Your task: Copy the listing verbatim, starting at the line that contains "indicate the front" and ending at the line that contains "column 773, row 245", with both of those lines included.

Excerpted data:
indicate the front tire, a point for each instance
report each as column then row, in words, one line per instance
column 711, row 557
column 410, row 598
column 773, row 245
==
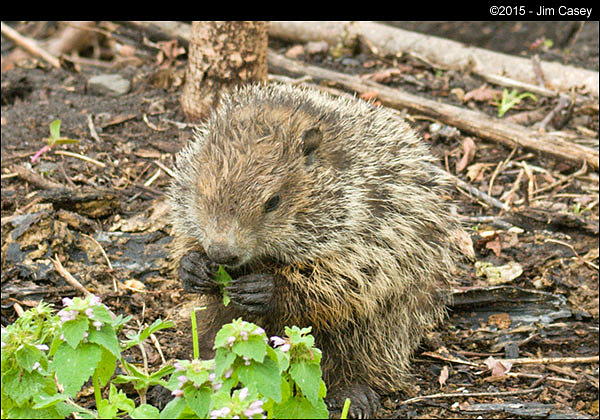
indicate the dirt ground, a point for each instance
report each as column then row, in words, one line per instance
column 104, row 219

Answer to the exercise:
indicate the front tire, a point for each instance
report each as column then row, in words, one line per instance
column 711, row 557
column 410, row 598
column 773, row 245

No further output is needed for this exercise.